→ **What is required**:
Which lines in the records below contain the string "white"? Collect every one of them, treating uppercase and lowercase as different.

--- Start Records provided ---

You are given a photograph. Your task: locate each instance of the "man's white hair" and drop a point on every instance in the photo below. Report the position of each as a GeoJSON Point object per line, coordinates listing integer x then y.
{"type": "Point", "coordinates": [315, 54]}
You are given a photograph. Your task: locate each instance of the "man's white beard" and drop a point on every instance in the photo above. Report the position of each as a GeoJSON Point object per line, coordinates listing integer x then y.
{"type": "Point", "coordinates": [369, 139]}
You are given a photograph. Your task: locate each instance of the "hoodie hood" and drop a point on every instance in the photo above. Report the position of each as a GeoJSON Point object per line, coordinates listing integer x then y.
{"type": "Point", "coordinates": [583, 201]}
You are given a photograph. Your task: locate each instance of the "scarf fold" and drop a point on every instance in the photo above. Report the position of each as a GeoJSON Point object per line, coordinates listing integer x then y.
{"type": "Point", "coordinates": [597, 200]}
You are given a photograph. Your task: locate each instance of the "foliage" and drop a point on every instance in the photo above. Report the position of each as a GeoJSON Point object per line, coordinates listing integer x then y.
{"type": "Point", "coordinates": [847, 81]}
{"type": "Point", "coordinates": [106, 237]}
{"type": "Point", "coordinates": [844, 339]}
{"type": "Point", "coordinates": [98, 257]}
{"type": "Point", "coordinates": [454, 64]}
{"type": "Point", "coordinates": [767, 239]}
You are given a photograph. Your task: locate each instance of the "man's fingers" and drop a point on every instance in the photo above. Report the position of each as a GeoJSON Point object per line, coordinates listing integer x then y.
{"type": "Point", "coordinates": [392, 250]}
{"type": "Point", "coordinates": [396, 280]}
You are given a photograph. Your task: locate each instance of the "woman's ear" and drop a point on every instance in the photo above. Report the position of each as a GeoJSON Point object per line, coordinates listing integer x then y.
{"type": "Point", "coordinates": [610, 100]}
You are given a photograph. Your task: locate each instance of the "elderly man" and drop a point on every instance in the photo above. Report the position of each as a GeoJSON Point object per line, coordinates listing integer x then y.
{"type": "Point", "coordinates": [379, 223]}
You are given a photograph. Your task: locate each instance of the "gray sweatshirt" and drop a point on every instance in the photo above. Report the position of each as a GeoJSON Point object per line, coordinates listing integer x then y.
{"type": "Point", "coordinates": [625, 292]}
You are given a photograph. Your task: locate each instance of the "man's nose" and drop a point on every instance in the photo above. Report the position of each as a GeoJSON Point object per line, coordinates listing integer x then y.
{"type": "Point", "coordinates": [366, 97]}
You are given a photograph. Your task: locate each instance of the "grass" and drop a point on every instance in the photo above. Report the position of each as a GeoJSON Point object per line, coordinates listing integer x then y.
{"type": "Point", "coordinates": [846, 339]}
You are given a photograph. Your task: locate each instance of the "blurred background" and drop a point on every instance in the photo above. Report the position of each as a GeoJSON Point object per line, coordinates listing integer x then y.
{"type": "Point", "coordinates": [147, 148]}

--- End Records provided ---

→ **Response to the task**:
You are given a photograph. Your task: locate each instance of the "man's white hair" and drop a point on every instance in the photo below. Report the position of each as a GeoJSON Point object per line, coordinates listing integer x then y.
You are given a photograph. Your task: locate each instance of the "man's white beard" and drop a point on every instance in the photo above. Report the position of each as a GeoJSON Point object per line, coordinates listing integer x then y.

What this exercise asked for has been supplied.